Task description |
Please repeat the records exactly from their first line, finishing at the line containing "Could you please outline every instance of the door" and including it.

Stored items

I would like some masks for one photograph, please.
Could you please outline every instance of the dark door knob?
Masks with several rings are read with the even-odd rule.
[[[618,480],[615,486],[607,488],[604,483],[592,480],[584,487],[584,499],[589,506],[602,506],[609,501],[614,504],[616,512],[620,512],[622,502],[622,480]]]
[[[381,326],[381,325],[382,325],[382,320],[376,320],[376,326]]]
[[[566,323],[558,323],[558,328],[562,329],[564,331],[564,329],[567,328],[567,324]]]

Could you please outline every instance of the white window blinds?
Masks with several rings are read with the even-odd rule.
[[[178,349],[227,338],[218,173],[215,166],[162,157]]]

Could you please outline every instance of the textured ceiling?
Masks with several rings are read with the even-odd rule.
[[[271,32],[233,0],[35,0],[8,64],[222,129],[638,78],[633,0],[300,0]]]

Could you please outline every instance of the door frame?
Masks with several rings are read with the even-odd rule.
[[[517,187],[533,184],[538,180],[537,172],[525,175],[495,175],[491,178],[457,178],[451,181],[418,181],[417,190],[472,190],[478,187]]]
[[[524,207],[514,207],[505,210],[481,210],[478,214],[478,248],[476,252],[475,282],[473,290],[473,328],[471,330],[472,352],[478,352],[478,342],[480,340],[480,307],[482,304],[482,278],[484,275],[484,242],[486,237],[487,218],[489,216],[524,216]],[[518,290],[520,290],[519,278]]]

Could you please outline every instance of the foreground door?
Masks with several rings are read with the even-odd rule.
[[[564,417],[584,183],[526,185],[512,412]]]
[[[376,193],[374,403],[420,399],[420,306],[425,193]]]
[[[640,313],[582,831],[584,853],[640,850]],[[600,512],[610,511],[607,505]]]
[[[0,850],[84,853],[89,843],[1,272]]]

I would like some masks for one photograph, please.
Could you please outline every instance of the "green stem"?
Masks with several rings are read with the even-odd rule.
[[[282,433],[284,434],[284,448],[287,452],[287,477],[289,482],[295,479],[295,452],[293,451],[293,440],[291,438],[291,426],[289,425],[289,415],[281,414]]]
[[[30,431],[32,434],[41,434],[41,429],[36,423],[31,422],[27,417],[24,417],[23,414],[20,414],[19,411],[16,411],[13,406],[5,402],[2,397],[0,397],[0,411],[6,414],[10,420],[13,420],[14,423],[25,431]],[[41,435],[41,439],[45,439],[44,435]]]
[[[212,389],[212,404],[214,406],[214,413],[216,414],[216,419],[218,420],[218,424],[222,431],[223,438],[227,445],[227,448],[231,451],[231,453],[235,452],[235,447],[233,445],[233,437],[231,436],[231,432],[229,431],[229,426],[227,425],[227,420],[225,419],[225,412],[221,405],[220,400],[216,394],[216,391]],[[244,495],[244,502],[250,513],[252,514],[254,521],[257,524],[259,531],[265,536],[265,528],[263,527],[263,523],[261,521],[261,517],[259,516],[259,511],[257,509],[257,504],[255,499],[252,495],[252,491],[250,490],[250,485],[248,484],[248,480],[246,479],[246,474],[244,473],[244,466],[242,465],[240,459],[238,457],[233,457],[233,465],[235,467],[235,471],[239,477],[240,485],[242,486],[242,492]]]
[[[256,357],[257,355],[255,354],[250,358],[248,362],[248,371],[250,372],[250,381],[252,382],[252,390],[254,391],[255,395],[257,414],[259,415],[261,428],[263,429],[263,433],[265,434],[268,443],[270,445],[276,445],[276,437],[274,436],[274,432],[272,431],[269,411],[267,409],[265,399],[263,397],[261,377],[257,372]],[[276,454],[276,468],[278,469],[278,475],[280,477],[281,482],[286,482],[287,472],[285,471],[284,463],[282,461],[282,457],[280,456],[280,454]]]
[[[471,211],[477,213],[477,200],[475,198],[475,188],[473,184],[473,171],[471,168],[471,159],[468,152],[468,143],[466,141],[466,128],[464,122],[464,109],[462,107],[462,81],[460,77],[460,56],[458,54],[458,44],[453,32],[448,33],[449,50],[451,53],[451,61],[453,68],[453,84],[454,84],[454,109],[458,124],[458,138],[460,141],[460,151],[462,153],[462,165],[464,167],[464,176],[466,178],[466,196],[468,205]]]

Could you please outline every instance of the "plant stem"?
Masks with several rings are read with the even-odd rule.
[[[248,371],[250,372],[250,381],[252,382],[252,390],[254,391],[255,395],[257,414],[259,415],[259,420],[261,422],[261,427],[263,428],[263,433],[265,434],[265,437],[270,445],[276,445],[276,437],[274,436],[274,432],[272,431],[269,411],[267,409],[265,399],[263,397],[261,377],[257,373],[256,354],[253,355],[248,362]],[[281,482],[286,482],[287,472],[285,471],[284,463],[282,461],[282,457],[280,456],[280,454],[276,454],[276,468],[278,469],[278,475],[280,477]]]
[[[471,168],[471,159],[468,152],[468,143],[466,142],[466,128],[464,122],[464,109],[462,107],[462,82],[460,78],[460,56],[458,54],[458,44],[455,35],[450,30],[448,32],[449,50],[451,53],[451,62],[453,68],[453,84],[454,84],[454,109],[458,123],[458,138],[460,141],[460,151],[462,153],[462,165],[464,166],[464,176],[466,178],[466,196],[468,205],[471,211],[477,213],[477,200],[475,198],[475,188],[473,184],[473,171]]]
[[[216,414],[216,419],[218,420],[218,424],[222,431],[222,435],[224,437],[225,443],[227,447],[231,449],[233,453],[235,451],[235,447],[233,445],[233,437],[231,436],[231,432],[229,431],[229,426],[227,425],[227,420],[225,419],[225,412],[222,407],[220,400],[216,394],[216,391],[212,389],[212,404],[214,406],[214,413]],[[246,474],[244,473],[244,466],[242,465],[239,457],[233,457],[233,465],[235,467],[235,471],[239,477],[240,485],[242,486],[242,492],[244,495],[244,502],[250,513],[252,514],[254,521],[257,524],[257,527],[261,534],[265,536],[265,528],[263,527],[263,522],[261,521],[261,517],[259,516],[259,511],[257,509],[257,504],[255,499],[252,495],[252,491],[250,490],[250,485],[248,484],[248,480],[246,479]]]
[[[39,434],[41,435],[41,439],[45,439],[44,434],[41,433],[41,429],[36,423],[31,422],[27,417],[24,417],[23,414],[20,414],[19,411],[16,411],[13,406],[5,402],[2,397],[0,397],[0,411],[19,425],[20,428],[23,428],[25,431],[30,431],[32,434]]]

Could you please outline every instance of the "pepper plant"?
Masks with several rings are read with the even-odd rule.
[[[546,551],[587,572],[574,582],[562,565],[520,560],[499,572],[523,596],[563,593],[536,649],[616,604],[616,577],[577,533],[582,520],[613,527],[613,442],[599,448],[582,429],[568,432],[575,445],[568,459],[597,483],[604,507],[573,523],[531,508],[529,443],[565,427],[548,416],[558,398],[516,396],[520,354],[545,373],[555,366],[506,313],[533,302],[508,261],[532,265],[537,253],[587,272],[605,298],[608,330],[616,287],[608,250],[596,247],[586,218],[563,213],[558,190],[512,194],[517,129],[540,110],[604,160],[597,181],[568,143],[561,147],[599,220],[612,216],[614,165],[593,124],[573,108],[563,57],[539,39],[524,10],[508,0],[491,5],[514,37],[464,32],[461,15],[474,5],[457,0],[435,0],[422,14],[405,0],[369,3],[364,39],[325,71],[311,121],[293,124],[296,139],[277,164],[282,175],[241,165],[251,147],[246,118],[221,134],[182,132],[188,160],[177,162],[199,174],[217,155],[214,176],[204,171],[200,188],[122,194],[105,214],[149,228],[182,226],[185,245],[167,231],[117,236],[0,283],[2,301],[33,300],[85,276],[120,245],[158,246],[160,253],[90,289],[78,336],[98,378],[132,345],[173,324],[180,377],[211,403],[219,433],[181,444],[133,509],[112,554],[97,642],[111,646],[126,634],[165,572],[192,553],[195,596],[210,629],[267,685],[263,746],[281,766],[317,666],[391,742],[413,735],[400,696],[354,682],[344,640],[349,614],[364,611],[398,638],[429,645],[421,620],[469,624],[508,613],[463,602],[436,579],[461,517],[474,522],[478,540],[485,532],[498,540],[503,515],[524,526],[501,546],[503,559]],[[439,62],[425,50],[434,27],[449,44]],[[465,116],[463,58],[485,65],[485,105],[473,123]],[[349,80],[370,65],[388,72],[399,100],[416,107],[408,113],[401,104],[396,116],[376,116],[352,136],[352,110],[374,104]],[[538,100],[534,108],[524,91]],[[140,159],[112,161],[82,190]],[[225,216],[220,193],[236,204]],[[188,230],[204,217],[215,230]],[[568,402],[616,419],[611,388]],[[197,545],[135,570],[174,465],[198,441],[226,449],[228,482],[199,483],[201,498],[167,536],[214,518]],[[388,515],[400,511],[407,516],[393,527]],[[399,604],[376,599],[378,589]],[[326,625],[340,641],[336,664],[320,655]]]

Output below |
I would like some masks for one photograph, please.
Could you please outline every instance of the dark door knob?
Masks with several rings are read with the even-odd rule.
[[[618,480],[615,486],[607,488],[604,483],[592,480],[584,487],[584,499],[589,506],[602,506],[609,501],[614,504],[616,512],[620,512],[622,502],[622,480]]]
[[[381,326],[381,325],[382,325],[382,320],[376,320],[376,326]]]
[[[566,323],[558,323],[558,328],[562,329],[564,331],[564,329],[567,328],[567,324]]]

Could you please outline every instance of the white window blinds?
Masks with several rings are read with the even-odd rule.
[[[178,349],[227,338],[218,173],[215,166],[162,157]]]

Could you please outline every instance of the textured ceiling?
Masks with several rings are read with the even-odd rule.
[[[271,32],[233,0],[35,0],[8,64],[222,129],[638,78],[633,0],[300,0]]]

Could you please outline every instance of the door frame?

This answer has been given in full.